ACTION ITEM =
Find every line in the records below that contains "hillside", and copy it.

SOURCE MATERIAL =
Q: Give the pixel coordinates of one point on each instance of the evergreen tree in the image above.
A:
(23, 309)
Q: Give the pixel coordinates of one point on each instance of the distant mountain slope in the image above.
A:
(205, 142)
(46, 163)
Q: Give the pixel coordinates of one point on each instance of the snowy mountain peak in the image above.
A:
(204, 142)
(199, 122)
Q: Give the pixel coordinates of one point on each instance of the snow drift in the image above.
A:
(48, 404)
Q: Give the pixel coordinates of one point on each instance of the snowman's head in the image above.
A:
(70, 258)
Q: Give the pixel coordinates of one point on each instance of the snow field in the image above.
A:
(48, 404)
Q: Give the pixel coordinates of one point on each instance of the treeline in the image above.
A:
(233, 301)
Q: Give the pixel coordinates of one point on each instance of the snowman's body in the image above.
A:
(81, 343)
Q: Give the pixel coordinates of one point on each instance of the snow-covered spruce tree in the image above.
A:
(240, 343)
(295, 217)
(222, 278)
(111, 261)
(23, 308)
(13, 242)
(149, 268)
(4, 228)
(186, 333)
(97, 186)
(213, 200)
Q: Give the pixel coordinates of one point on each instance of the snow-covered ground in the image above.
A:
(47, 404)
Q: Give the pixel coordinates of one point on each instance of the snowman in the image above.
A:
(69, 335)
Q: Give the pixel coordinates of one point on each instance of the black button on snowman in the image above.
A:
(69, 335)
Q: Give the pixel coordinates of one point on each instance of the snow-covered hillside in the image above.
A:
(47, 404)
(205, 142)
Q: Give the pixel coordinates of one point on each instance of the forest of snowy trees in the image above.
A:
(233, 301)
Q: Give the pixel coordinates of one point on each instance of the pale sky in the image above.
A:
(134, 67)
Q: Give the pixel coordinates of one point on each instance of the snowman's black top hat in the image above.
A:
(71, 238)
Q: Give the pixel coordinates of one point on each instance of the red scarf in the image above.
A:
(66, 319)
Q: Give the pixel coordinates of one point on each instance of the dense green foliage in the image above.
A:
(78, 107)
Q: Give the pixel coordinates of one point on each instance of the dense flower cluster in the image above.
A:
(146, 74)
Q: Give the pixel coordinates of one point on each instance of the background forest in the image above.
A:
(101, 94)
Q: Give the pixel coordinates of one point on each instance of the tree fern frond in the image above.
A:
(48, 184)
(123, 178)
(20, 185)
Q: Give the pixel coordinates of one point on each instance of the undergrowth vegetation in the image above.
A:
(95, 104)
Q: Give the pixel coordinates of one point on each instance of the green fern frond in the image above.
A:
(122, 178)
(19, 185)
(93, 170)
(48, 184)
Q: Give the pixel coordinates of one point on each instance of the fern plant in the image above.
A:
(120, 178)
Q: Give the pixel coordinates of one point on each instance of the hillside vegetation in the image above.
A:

SOLUTION TO THE PROBLEM =
Q: Give the pixel coordinates of one point on each instance of the snow-covered hillside in the image above.
Q: Give the pixel coordinates of one point on each instance of the hillside vegetation in the image above.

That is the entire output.